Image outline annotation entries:
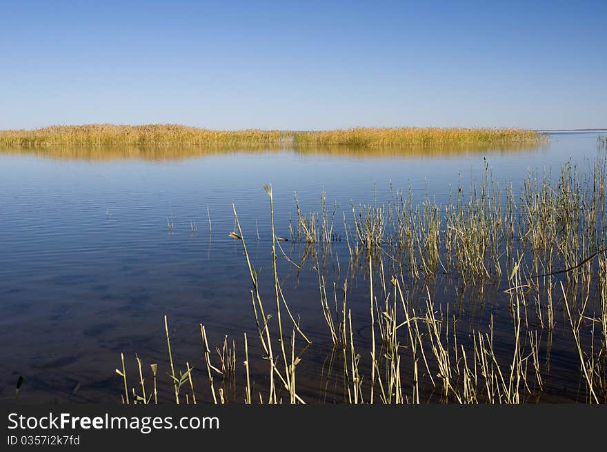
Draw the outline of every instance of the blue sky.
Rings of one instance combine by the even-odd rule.
[[[607,127],[607,2],[444,3],[0,0],[0,128]]]

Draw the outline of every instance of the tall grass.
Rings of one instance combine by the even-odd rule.
[[[212,130],[175,124],[52,126],[0,131],[0,146],[32,148],[55,146],[293,146],[305,150],[319,145],[368,148],[439,145],[535,144],[544,139],[521,129],[358,128],[325,132]]]
[[[607,402],[605,168],[605,160],[599,159],[584,173],[570,164],[554,178],[550,173],[530,172],[517,199],[511,184],[501,188],[486,167],[480,181],[467,190],[459,187],[446,206],[428,198],[417,202],[410,192],[406,196],[397,191],[385,206],[352,208],[351,226],[347,219],[344,225],[351,262],[343,284],[339,277],[331,282],[325,272],[326,261],[332,256],[326,250],[335,246],[326,237],[332,233],[335,216],[327,208],[326,195],[319,213],[304,217],[298,209],[296,227],[301,230],[292,237],[314,253],[319,311],[330,342],[328,363],[337,366],[336,385],[341,385],[343,401],[541,401],[546,391],[553,392],[562,383],[553,380],[550,367],[553,337],[557,332],[559,340],[568,347],[559,353],[568,353],[579,370],[568,382],[579,387],[577,400]],[[206,391],[215,403],[308,401],[298,390],[296,369],[315,344],[302,331],[283,292],[273,193],[271,186],[265,188],[272,236],[267,291],[259,287],[259,272],[248,253],[235,207],[235,230],[230,235],[241,243],[248,269],[261,351],[258,361],[266,371],[252,373],[246,336],[242,366],[237,365],[235,357],[239,346],[232,342],[230,348],[225,336],[217,347],[221,364],[214,366],[206,330],[201,325]],[[481,300],[483,292],[494,287],[504,304],[499,309],[487,307],[485,323],[462,325],[470,314],[464,312],[457,290],[455,295],[446,295],[446,301],[435,292],[441,274],[452,287],[472,288],[472,297]],[[359,275],[364,284],[359,284]],[[332,286],[332,293],[328,286]],[[262,293],[271,293],[273,303],[265,302]],[[363,312],[352,312],[348,301],[352,295],[365,299],[355,305],[365,306]],[[165,329],[172,396],[178,403],[184,397],[186,403],[193,402],[195,375],[188,362],[185,373],[177,373],[166,323]],[[146,389],[136,357],[140,395],[129,385],[121,357],[121,369],[117,373],[122,377],[124,402],[141,402],[146,397],[149,402],[152,393],[156,400],[155,368],[152,391]],[[244,387],[228,400],[223,384],[217,389],[217,379],[225,381],[226,373],[235,375],[243,368]],[[323,377],[324,374],[324,369]],[[328,386],[328,381],[321,383]],[[182,386],[186,388],[183,395]]]
[[[544,138],[537,132],[515,128],[368,128],[360,127],[324,132],[293,134],[300,146],[345,146],[381,147],[390,146],[432,146],[441,144],[533,143]]]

* Problem to solve *
Copy out each line of the items above that contains the word "instance". Treat uppercase and lowercase as different.

* Result *
Draw the outline of every instance of the blue sky.
Rings of one instance combine by the even-odd rule.
Draw the outline of every instance of the tall grass.
Rings of one instance combine by the even-odd rule.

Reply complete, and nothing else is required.